> **Problem description**
Search the entries below for "screen" and copy each matching line.

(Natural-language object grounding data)
== == ==
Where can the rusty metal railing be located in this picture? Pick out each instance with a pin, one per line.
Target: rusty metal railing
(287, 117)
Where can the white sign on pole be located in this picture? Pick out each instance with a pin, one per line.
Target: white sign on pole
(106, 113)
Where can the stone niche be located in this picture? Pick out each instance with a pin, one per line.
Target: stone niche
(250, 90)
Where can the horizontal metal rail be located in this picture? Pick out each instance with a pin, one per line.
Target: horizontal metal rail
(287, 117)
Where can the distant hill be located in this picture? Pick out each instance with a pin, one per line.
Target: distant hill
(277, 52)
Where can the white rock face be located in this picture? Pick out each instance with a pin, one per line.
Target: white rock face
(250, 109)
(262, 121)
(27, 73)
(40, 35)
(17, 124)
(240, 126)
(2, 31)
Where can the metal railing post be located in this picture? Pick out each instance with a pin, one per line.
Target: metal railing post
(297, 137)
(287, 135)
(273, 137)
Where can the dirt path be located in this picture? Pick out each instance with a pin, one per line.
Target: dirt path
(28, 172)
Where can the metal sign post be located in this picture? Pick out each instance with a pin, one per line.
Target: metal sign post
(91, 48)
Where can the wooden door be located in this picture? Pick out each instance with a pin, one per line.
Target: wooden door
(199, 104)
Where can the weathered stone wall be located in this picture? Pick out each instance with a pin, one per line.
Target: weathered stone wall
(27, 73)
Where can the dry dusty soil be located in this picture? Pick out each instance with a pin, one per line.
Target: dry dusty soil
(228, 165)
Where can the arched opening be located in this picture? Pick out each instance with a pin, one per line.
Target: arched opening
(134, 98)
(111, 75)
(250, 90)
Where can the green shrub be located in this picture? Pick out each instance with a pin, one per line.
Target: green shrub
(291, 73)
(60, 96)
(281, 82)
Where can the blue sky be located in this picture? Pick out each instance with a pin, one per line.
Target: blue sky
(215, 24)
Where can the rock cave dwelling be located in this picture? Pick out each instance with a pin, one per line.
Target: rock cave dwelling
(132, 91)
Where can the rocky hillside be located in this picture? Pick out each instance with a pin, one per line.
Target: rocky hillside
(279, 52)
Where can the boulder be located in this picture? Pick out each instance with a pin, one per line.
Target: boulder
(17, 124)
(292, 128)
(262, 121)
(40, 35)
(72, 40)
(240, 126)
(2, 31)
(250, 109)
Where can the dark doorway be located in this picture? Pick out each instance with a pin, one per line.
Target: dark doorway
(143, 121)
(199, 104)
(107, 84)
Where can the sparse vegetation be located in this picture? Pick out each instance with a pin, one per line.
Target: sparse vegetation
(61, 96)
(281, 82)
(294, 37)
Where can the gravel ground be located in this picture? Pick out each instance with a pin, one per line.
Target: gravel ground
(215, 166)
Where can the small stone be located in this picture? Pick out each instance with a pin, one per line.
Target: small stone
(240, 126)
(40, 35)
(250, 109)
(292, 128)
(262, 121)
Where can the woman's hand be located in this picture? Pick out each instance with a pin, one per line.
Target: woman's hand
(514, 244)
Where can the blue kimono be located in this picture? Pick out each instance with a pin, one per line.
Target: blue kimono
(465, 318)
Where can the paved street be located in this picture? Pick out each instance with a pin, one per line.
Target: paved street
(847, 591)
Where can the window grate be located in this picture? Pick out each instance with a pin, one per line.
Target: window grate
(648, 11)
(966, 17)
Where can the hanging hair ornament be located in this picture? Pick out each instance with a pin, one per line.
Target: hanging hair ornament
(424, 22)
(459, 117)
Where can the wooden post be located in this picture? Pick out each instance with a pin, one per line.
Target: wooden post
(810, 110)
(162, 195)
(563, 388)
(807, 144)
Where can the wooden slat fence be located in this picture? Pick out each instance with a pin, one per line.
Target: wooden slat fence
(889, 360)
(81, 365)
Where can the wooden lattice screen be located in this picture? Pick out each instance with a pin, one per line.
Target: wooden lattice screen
== == ==
> **Expected answer**
Where can the wooden lattice screen be located in this picture? Pick out each instance with a pin, one per line.
Target: wooden lattice screen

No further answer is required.